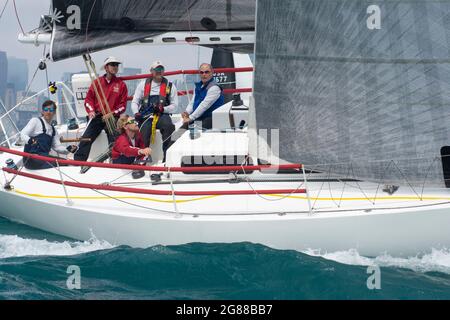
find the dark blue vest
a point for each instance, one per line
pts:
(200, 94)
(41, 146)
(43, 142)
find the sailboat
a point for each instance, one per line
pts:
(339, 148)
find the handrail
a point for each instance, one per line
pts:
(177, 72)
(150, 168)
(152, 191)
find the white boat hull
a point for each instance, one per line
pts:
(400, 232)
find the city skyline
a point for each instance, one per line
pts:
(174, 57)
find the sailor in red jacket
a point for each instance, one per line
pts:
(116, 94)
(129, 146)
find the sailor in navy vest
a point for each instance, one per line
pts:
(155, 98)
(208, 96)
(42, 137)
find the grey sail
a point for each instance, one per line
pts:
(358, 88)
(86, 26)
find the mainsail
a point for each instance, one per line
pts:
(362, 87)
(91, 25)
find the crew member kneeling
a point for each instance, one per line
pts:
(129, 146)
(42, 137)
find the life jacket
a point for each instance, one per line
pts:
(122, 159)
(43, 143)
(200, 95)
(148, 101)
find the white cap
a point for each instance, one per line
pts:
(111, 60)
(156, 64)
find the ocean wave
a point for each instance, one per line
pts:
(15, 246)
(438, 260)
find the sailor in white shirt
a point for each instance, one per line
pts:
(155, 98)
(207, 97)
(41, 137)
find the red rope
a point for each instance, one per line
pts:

____________________

▸ **THE TASK**
Repeat all of the lines above, including every "find the" line, and shift each point coordinate by adding -127 to both numbers. Leave the picture out.

▸ **RESPONSE TO THIS EXERCISE**
find the dark blue vest
a point for each instance, one per line
pts:
(73, -33)
(-86, 19)
(-84, 15)
find the sailboat
a point for each instance, one per line
pts:
(212, 21)
find the handrail
a point for each instance, one per line
pts:
(50, -55)
(23, 41)
(25, 64)
find the white boat hull
a point for each instance, one per line
pts:
(273, 105)
find the city skyline
a point for each instance, one per line
pts:
(47, -70)
find the sailor in red jacket
a point for each instance, one per line
pts:
(-11, -33)
(2, 19)
find the sailor in navy vest
a point for each instance, one per line
pts:
(28, -29)
(81, -31)
(-85, 10)
find the grey sail
a point for each instance, one per line
pts:
(231, -39)
(-41, -101)
find the mainsail
a point for each instance, one per line
pts:
(235, -40)
(-36, -102)
find the crew member kneeling
a point for each instance, one per line
pts:
(2, 19)
(-85, 10)
find the life jacket
a point for each instance, one per line
pts:
(-5, 32)
(-84, 16)
(73, -32)
(21, -26)
find the white cap
a point for each instance, one per line
pts:
(-16, -67)
(29, -63)
find the ocean wave
a point for each instance, one per line
pts:
(-112, 119)
(311, 133)
find the sailor in white shirt
a point for each instance, one per line
pts:
(28, -29)
(80, -30)
(-86, 10)
find the red rope
a point for each instance, one per line
pts:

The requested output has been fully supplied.